→ **AIM OF THE EXERCISE**
Reproduce the entries below, every line included, beginning at the line that contains "Exercise. Mark the woman's hand" and running through the end of the entries. Add 42 to each answer coordinate and leave all other numbers unchanged.

════

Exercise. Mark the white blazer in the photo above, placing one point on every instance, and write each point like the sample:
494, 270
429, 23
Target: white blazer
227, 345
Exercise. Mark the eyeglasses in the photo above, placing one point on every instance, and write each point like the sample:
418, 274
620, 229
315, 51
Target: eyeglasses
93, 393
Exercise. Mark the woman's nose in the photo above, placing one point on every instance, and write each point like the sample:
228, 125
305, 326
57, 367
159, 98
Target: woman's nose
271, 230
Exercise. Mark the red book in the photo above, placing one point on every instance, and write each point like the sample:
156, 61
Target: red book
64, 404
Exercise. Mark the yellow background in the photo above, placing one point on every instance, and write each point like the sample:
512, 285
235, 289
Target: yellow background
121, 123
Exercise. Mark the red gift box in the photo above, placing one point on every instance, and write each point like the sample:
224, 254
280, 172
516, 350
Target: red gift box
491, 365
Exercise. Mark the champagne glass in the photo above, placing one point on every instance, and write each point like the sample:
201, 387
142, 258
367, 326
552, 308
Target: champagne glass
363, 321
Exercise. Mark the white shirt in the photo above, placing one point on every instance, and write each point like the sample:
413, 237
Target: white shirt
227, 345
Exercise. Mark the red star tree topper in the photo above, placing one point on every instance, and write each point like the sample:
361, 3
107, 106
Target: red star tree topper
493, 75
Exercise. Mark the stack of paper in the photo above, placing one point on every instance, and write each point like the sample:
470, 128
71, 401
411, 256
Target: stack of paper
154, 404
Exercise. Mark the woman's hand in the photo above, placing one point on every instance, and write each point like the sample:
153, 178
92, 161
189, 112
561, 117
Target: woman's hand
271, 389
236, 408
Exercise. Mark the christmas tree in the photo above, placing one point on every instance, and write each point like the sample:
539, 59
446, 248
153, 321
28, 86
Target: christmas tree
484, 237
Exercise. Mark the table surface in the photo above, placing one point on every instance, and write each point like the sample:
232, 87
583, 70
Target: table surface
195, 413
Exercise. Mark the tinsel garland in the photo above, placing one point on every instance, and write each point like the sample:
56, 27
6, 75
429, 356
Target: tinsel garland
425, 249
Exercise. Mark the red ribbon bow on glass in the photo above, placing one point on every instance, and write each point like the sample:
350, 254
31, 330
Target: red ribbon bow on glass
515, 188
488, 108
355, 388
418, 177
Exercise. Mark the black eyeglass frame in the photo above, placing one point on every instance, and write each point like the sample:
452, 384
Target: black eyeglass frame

════

→ **SOLUTION TO THIS EXERCISE**
Exercise. Mark the woman's hand in the photo above, placing one point on every instance, and write each point like the sample:
153, 178
92, 161
189, 112
561, 117
Target: woman's hand
313, 431
278, 450
Exercise. Mark the christmas tree in the photo above, placing one point on every instance, and write each point like the sample:
539, 59
446, 248
153, 321
28, 86
Target: christmas tree
526, 279
Exercise. Mark the table surface in the photo above, placing one point on every instance, and write each point like the sample:
232, 87
583, 70
Target: table surface
237, 455
Exercise. Mark the tinsel garland in the photo above, placing one point on every instance, and write each point like the sample:
56, 27
6, 75
429, 356
Target: tinsel garland
467, 291
Exercise. Mark the red ribbon bow on glass in the photo above, placing one point on every instance, and write each point like the sample:
350, 254
31, 330
Target: red ribbon bow on glass
557, 230
530, 150
397, 430
460, 219
Exercise. Mark the black eyeglass frame in the photo above, placing one point on every instance, and write each point like the sample:
452, 384
Target: black eyeglass frame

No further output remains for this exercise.